» Task item A
Return, word for word, the passage of the flight-attendant article that opens with the words containing "Jump to full" and closes with "obstructive pulmonary disease.".
» Task item B
For each statement below, answer yes or no according to the flight-attendant article, and quote the words of the article that decide it. (i) Fontana worked as a flight attendant for 25 years. (ii) Fontana had been a smoker before her lung problems began. (iii) The defense's chart covered Fontana's first four years as a flight attendant.
» Task item C
According to the flight-attendant article, in what year did Fontana quit her job?

Jump to full article: Law.com, 2002-02-09 Author: Margaret Cronin Fisk / The National Law Journal / February 11, 2002
Intro: Fontana had been a flight attendant for 25 years, until she quit in 1996 because of her deteriorating lung function. She had never smoked and her only exposure to tobacco smoke was on the job. . .
The defense focused on attacking causation. The defense asserted that Fontana had been diagnosed with sarcoidosis, but not emphysema or chronic obstructive pulmonary disease.
"We tried to convey to the jury that the medical or scientific literature established a lack of a link between smoking and sarcoidosis," Engram said.
"We thought we might be too technical," he noted. So the defense produced a diagram to prove its point that exposure to smoke neither caused nor aggravated her lung disease.
The chart covered the last four years Fontana was a flight attendant. "These were the years she was sickest," Engram said.
"The chart showed that when she went to her lung doctor bore no relationship to the dates she flew," Engram noted.
If the environmental smoke had exacerbated her lung problems, he said, she would most likely see the lung specialist after flying.

» Extracted entries
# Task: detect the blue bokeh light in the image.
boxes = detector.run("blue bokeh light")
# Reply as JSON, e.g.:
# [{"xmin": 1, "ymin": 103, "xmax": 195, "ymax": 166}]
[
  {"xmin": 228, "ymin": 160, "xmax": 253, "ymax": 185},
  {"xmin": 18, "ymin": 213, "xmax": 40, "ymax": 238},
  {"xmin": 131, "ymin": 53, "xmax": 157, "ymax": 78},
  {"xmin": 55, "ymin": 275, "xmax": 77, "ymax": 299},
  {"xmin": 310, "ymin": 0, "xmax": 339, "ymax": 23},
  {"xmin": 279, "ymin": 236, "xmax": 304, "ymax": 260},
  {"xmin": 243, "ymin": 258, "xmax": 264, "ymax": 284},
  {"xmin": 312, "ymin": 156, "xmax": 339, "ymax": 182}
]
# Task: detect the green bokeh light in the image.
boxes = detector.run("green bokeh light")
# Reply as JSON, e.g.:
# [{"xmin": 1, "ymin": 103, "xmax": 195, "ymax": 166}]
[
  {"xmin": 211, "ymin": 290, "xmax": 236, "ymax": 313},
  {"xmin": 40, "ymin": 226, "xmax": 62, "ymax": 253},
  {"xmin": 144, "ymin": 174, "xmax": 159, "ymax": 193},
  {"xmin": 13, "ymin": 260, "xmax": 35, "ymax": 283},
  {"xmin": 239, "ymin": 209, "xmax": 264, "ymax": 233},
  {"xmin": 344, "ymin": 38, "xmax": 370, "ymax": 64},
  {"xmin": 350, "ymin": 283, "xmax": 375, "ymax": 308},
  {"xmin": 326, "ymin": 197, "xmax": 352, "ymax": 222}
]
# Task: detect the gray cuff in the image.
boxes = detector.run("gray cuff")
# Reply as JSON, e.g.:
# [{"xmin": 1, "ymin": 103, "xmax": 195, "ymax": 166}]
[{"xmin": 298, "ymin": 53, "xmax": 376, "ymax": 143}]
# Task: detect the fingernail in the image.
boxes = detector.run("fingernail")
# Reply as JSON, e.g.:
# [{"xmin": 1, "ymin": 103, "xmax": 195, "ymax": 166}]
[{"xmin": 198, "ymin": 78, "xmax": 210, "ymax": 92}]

» Task solution A
Jump to full article: Law.com, 2002-02-09 Author: Margaret Cronin Fisk / The National Law Journal / February 11, 2002
Intro: Fontana had been a flight attendant for 25 years, until she quit in 1996 because of her deteriorating lung function. She had never smoked and her only exposure to tobacco smoke was on the job. . .
The defense focused on attacking causation. The defense asserted that Fontana had been diagnosed with sarcoidosis, but not emphysema or chronic obstructive pulmonary disease.

» Task solution B
(i) Yes: "Fontana had been a flight attendant for 25 years"
(ii) No: "She had never smoked"
(iii) No: "The chart covered the last four years Fontana was a flight attendant."

» Task solution C
1996